» INSTRUCTIONS FOR THE TASK
Every record must be transcribed in its entirety, apart from the images, which are to be omitted.

» SUPPLIED RECORDS

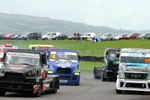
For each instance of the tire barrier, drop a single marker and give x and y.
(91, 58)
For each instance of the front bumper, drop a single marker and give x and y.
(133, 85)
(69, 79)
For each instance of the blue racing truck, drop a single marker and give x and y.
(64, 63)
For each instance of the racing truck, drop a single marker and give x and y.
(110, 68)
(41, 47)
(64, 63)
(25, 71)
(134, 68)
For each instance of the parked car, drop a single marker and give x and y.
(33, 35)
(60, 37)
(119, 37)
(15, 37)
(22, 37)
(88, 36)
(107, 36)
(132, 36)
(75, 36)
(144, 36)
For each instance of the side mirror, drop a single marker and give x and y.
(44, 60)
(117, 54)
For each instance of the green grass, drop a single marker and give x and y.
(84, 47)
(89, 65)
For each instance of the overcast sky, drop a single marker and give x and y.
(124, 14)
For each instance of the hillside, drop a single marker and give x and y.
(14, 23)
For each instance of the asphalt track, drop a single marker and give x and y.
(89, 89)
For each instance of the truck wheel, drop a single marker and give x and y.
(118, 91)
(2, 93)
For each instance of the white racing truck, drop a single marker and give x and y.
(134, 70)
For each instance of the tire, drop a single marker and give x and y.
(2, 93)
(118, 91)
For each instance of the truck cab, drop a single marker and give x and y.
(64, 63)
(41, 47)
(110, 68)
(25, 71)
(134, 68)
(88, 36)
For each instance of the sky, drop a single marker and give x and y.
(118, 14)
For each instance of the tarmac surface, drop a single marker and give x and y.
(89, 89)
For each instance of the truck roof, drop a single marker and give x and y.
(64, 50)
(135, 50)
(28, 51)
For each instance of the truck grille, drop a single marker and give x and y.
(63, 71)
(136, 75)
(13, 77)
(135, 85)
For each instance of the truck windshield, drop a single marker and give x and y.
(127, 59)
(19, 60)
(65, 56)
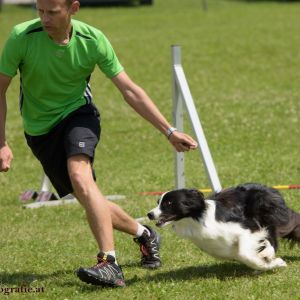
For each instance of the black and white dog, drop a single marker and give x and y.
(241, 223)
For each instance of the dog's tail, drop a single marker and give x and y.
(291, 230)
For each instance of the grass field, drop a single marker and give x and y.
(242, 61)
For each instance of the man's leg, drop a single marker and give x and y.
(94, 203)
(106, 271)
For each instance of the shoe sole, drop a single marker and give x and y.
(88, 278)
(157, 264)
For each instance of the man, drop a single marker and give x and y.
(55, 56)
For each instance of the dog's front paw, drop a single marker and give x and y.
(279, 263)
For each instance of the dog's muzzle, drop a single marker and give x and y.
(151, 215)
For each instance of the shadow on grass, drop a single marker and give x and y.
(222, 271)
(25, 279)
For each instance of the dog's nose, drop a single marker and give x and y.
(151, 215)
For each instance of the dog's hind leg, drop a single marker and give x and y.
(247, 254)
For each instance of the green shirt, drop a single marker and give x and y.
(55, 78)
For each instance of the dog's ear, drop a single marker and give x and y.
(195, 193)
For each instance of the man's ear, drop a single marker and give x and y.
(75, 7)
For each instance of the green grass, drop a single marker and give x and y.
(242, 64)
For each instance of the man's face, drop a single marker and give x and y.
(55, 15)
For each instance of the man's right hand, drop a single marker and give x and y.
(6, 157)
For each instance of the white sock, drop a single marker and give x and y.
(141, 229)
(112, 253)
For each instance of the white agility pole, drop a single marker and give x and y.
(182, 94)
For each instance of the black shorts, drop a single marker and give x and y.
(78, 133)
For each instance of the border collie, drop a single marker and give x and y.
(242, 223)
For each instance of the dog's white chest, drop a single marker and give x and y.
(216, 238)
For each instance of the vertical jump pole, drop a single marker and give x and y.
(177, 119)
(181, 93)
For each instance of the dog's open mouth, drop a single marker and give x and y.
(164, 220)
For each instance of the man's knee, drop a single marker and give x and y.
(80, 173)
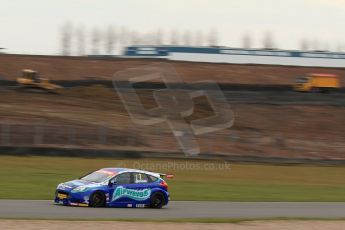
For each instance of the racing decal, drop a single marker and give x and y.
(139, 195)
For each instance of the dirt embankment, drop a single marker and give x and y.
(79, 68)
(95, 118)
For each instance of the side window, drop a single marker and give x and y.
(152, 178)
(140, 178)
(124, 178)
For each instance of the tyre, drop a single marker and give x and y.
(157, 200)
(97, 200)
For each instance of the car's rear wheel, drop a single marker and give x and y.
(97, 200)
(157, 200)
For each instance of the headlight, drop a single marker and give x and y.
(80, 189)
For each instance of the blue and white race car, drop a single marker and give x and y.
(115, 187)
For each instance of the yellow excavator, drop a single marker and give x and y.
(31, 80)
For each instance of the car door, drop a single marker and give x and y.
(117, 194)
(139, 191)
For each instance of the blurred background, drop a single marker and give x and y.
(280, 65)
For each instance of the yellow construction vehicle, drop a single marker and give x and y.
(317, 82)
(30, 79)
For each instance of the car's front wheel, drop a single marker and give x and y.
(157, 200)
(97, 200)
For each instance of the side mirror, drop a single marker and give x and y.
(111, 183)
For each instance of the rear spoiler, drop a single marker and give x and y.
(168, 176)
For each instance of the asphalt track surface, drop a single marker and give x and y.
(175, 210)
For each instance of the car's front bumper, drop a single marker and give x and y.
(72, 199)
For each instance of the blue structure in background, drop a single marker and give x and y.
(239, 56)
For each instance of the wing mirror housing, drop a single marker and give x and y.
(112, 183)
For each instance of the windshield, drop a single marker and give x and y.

» EXERCISE OUTPUT
For each instance of the tire barrier, drop a single marker and give x and y.
(91, 58)
For each instance of the front bumper, drop a single marker and give x and y.
(133, 85)
(69, 79)
For each instance of the blue racing truck, drop a single marker and give x and y.
(64, 63)
For each instance of the racing truck, drop a single marker and give x and y.
(110, 68)
(41, 47)
(64, 63)
(25, 71)
(134, 68)
For each instance of the parked car, drop a single marker and give x and y.
(33, 35)
(60, 37)
(119, 37)
(15, 37)
(22, 37)
(88, 36)
(107, 36)
(132, 36)
(75, 36)
(144, 36)
For each instance of the side mirror, drop a single marker and give x and y.
(44, 60)
(117, 54)
For each instance of the green grass, drop a single marker and give x and y.
(84, 47)
(89, 65)
For each instance of the overcast sky, drop a single marker and give x and y.
(124, 14)
For each instance of the hillside, drop a single marker and give x and y.
(14, 23)
For each instance of the asphalt track, drop a single marker and give x and y.
(89, 89)
For each instance of the truck wheel, drop a single marker and give x and y.
(118, 91)
(2, 93)
For each instance of the white racing truck, drop a single marker and give x and y.
(134, 70)
For each instance of the tire, drop a single marker and give x and y.
(2, 93)
(118, 91)
For each instance of the truck cab, drop a single marker and give x and y.
(64, 63)
(41, 47)
(110, 68)
(25, 71)
(134, 68)
(88, 36)
For each instance of the sky, drop a single marker and give x and y.
(118, 14)
For each instance of the tarmac surface, drop a single marker and give x and y.
(89, 89)
For each instance of the truck roof, drop a single marker and give x and y.
(64, 50)
(135, 50)
(28, 51)
For each instance of the truck grille, drop a single marker and give x and y.
(63, 71)
(136, 75)
(13, 77)
(135, 85)
For each instance of the truck windshield, drop a single marker and give x and y.
(127, 59)
(19, 60)
(65, 56)
For each instance of the black and white dog, drop a single marker and give x and y.
(241, 223)
For each instance of the dog's tail, drop a single marker and give x and y.
(291, 230)
For each instance of the grass field, drop a single marker and give x and y.
(242, 61)
For each instance of the man's leg, drop a single marker and give x and y.
(94, 203)
(106, 271)
For each instance of the shoe sole, drop a single marker and give x and y.
(88, 278)
(157, 264)
For each instance of the man, drop a single marker and give x and y.
(55, 56)
For each instance of the dog's front paw, drop a single marker and give x and y.
(279, 263)
For each instance of the dog's muzzle, drop a single marker and give x and y.
(151, 215)
For each instance of the shadow on grass, drop a single marker and give x and y.
(222, 271)
(25, 279)
For each instance of the dog's nose, drop a single marker and give x and y.
(151, 215)
For each instance of the dog's hind leg, drop a single marker and give x and y.
(247, 254)
For each instance of the green shirt, drop a single marker and give x and y.
(55, 78)
For each instance of the dog's ear, drop a single marker and give x and y.
(195, 193)
For each instance of the man's ear, drop a single marker and give x and y.
(75, 7)
For each instance of the green grass, drop a single marker and give x and y.
(242, 64)
For each instance of the man's face, drop a single marker and give x and y.
(55, 15)
For each instance of the man's right hand, drop a single marker and give x and y.
(6, 157)
For each instance of the white sock, drop a single marker and give x and y.
(141, 229)
(112, 253)
For each instance of the white agility pole, drop a single marker and give x and y.
(182, 94)
For each instance of the black shorts, drop a single marker and give x and y.
(78, 133)
For each instance of the border collie, drop a single marker and give x and y.
(242, 223)
For each instance of the dog's white chest, drop a single marker and give x and y.
(216, 238)
For each instance of the vertical jump pole, drop a single marker and give x and y.
(177, 119)
(181, 93)
For each instance of the dog's open mouth, drop a single marker and give x and y.
(164, 220)
For each instance of the man's knee, drop a single marker and give x and y.
(80, 173)
For each instance of the racing decal, drop a single marker and give x and y.
(139, 195)
For each instance of the dirt embankment, drop a single marker and give x and y.
(79, 68)
(95, 118)
For each instance of the side window, drop a single marker and give x and y.
(152, 178)
(140, 178)
(124, 178)
For each instance of the tyre, drop a single marker and give x and y.
(157, 200)
(97, 200)
For each instance of the car's rear wheel, drop a single marker and give x and y.
(97, 200)
(157, 200)
For each instance of the headlight, drop a single marker and give x and y.
(80, 189)
For each instance of the blue and white race car, drop a single marker and give x and y.
(115, 187)
For each instance of the yellow excavator, drop a single marker and give x and y.
(31, 80)
For each instance of the car door, drop a single marker and give x and y.
(117, 194)
(139, 191)
For each instance of the blurred background, drop a single marker and give x and y.
(280, 65)
For each instance of the yellow construction vehicle, drop a single marker and give x and y.
(317, 82)
(30, 79)
For each instance of the car's front wheel, drop a single marker and give x and y.
(157, 200)
(97, 200)
For each instance of the side mirror, drop a single marker and give x and y.
(111, 183)
For each instance of the rear spoiler, drop a single marker and give x and y.
(168, 176)
For each instance of the asphalt track surface, drop a single marker and give x and y.
(175, 210)
For each instance of the car's front bumper, drop a single marker and give x and y.
(72, 199)
For each instance of the blue structure in background, drop a single marker and give x and y.
(239, 56)
For each instance of the wing mirror housing, drop a single marker and give x and y.
(112, 183)
For each instance of the windshield, drop a single marker and give x and y.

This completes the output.